### Description of the task
Restate each line word for word. Leave out every picture.

### Supplied records
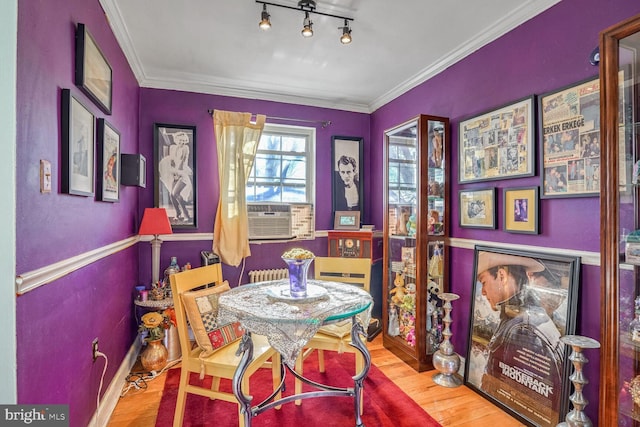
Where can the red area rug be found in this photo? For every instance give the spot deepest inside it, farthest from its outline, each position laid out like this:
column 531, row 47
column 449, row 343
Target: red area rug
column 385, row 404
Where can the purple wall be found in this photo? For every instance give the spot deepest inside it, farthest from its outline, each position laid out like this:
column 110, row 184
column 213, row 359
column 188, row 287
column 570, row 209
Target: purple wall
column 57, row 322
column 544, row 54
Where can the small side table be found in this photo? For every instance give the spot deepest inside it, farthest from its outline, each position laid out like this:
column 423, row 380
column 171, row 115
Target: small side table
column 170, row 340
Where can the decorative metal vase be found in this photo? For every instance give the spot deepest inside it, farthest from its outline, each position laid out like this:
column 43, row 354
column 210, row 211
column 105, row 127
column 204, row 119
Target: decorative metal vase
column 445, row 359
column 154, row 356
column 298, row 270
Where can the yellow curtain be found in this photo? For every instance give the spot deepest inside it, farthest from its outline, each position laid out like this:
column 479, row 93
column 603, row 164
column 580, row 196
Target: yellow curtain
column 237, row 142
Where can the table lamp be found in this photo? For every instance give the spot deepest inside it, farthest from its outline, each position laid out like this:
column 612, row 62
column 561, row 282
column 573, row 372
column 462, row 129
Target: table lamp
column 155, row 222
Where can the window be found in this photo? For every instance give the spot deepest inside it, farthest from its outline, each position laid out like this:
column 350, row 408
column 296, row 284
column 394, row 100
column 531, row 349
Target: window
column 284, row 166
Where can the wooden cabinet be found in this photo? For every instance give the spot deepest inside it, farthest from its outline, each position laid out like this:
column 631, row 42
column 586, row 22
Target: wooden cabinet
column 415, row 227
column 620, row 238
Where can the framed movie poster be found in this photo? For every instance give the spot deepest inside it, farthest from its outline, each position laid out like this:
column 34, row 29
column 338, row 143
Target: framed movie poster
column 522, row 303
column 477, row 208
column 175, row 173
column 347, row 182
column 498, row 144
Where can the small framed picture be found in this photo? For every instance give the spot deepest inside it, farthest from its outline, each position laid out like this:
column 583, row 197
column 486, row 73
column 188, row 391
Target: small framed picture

### Result of the exercise
Where can the red area rug be found in this photo? For every instance give the spot deepest inside it, farthest from its outline, each position laid out like this:
column 531, row 47
column 449, row 343
Target: red area rug
column 385, row 404
Where can the purple wall be found in this photo? For every instance give the spot deepest inside it, farthest from its outline, each position laid out like this:
column 110, row 184
column 213, row 359
column 188, row 287
column 570, row 209
Target: purple wall
column 57, row 322
column 544, row 54
Where can the small side table be found in this photo? For every instance give the spot deepest inside it, farthest from its outline, each position laid out like this:
column 423, row 380
column 171, row 115
Target: small side table
column 170, row 340
Where can the decorative metal vase be found in this photo? For every instance give the spot deepest inside it, farthest from its outline, each position laid out like this:
column 43, row 354
column 210, row 211
column 105, row 127
column 204, row 119
Target: decorative metal vase
column 445, row 359
column 154, row 356
column 298, row 270
Where can the yellow curtain be found in this photo? For every instance give the spot deepest inside it, farthest from its outline, each position laid out like this:
column 479, row 93
column 603, row 164
column 580, row 196
Target: yellow curtain
column 237, row 142
Where can the table lamp be found in this photo? For every instance give the spot deepest inside it, farthest from its outline, each position laid out like this:
column 612, row 62
column 561, row 282
column 573, row 372
column 462, row 129
Target: table lamp
column 155, row 222
Where can the window be found in this photo? For every instance give the spot deepest inside it, farthest from its outline, each position laid out like this:
column 350, row 408
column 296, row 284
column 394, row 100
column 531, row 349
Target: window
column 284, row 166
Where can the wooden cabinet be found in this photo? For every instance give the spot deepest inside it, farthest from its outline, each position laid out like this:
column 631, row 42
column 586, row 22
Target: wooden cabinet
column 415, row 227
column 620, row 238
Where can the framed movie poster be found in this photo? For every instance give the spot deepest inside it, farthest from its outline, each position laid out like this:
column 34, row 29
column 338, row 143
Target: framed movie poster
column 522, row 303
column 477, row 208
column 175, row 173
column 347, row 182
column 498, row 144
Where can the small framed picture be found in this photo? For every instance give the spot deepest inside it, farthest from its outline, each position laid out like this:
column 583, row 197
column 486, row 73
column 188, row 391
Target: small framed picture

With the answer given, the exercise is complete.